DOCUMENT EXTRACT:

....

Unlike a lovely impressionist painting in which thousands of carefully placed, tiny strokes of color create a work of art pleasing to the eye, this multitude painted a portrait of Obama out of a dissonant hodgepodge of individual smudges, a strikingly unflattering and chaotic image of our nation's economic, political, and moral turmoil.

The reality is that the 2008 election was not about the man Obama, or even this portrait of Obama painted by the electorate, but rather the reflection of the character of the painter -- the people of America who voted for Obama.

Many of Obama's voters, even if failing to realize the folly of their own ideas and the resulting havoc on our nation, are beginning to see the unattractive economic consequences of this fantasy portrait, or at the very least the humanity of the portrait's subject.  Obama's recent tax cut compromise shattered his image in the eyes of more than a few of his most ardent supporters in the public, the media, and the Democratic Party.

Peggy Noonan, in her article "From Audacity to Animosity" writes:

The other night Pennsylvania's Democratic governor, Ed Rendell, was on "Hardball" sounding reasonable on the subject of Mr. Obama, but I thought his eyes, his visage, his professionally pleasant face were screaming: Those crazy birthers are wrong, he's not from another country -- he's from another galaxy! He doesn't do politics like any normal person!

Other disenchanted fans lament, however, that Obama has now in fact shown himself to be quite normal -- a normal politician, more concerned about his prospects for reelection than the lofty principles they imagined he shared with them.

Wilde's Dorian Gray, when the object of his affection (whom he had dreamed "a great artist," and "had given his love to her because he had thought her great") disappointed him with a lackluster theater performance, similarly lamented:

You have killed my love. You used to stir my imagination. Now you don't even stir my curiosity. You simply produce no effect. I loved you because you were marvellous, because you had genius and intellect, because you realised the dreams of great poets and gave shape and substance to the shadows of art. You have thrown it all away. You are shallow and stupid.

....

SHORT TASK A: List every person named in the Obama commentary, real or fictional, in the order each first appears.
SHORT TASK B: Carry on writing the Obama commentary, starting right after its final sentence.

....

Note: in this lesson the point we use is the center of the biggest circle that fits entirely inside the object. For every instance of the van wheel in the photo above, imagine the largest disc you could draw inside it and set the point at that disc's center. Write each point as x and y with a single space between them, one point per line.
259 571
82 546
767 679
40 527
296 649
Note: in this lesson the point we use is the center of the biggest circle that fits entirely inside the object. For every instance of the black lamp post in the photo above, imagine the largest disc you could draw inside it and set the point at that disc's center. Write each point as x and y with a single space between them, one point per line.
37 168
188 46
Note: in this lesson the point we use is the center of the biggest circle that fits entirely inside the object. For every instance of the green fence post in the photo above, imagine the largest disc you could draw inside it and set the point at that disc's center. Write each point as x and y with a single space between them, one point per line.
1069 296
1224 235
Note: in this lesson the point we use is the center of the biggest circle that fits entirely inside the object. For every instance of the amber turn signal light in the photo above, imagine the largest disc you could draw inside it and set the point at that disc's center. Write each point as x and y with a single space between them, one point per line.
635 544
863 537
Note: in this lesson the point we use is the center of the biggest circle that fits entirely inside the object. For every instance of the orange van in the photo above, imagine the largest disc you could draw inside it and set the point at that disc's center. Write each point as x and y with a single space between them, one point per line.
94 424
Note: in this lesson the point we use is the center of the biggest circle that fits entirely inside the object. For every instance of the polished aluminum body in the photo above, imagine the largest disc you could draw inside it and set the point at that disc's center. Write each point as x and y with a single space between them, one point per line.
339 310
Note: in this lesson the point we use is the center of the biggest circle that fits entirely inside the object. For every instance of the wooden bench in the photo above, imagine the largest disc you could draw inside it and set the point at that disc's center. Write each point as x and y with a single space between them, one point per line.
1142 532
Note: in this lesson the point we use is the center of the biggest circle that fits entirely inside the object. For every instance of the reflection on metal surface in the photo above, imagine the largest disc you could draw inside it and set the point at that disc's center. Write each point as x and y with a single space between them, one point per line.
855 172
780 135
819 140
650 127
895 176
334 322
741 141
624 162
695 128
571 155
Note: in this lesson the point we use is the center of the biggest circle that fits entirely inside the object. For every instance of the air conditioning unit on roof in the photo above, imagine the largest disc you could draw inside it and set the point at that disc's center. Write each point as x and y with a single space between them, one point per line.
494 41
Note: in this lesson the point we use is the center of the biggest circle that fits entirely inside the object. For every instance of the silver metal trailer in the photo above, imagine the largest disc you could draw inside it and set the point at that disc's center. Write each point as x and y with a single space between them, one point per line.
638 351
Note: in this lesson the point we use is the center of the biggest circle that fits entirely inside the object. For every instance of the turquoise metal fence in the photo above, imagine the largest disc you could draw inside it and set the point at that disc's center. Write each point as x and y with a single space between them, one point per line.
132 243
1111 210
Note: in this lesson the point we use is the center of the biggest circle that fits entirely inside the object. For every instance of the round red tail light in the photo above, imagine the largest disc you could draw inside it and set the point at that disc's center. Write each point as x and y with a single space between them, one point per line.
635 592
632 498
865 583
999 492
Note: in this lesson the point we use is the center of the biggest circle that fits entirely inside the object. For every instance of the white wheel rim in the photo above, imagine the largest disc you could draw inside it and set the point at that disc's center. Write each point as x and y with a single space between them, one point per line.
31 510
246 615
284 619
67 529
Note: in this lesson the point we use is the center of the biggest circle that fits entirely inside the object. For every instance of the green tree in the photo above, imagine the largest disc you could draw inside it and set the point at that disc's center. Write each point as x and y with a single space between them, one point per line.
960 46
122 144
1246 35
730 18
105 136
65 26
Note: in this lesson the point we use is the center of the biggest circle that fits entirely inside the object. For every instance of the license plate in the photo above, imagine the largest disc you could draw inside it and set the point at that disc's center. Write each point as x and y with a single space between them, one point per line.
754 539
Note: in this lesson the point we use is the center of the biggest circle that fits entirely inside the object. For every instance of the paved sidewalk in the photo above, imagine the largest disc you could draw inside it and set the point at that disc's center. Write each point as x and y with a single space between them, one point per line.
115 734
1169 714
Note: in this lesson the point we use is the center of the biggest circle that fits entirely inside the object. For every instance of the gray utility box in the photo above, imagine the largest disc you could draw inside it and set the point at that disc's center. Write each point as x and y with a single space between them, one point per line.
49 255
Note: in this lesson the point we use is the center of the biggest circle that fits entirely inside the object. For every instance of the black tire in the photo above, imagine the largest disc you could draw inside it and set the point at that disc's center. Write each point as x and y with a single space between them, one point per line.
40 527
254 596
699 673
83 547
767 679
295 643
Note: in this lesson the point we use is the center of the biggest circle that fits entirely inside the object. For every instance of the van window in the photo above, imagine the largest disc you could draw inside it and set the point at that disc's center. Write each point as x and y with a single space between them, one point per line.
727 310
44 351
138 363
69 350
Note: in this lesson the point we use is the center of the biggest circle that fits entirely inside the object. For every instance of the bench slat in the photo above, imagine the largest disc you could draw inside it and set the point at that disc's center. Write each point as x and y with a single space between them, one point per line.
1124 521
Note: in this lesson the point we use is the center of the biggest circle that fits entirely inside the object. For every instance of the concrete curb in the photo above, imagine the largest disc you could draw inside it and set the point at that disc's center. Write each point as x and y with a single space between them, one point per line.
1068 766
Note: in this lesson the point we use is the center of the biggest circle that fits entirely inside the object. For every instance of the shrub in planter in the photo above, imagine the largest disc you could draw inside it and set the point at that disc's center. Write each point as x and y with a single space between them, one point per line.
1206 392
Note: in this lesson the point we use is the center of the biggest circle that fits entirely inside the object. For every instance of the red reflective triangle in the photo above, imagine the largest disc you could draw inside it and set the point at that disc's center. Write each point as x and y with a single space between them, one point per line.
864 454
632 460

....

RESPONSE A: Obama, Peggy Noonan, Ed Rendell, Wilde, Dorian Gray

RESPONSE B:
Unlike Newsweek's Evan Thomas, who once described his vision of Obama "standing above the world" as a "sort of God," most reasonable Americans understand that Obama is only human, after all, and are realistic enough to avoid projecting the impossibility of perfection on anyone.  Obama, however, empowered by his adoring public, at times does seem prone to such narcissistic weakness, appearing to wear the crown of a king rather than the robe of a public servant.

Mike Pence, in his powerful speech on the presidency at Hillsdale College, wisely stated:

[W]e as a people are not to be ruled and not to be commanded...the president should never forget this; that he has not risen above us, but is merely one of us, chosen by ballot, dismissed after his term, tasked not to transform and work his will upon us, but to bear the weight of decision and to carry out faithfully the design laid down in the Constitution and impassioned by the Declaration of Independence.

Pence also said, "The presidency is the most visible thread that runs through the tapestry of the American government."  

The fabric of the Constitution, woven into a mantle and placed on one's shoulders by the votes of the American people, when faithfully and humbly worn, provides the inspiration to paint the most honorable and powerful presidential portrait of all.  A renewed focus on education of our constitutional principles would equip our country with the vision to fully behold and appreciate the true and lasting beauty of such a picture.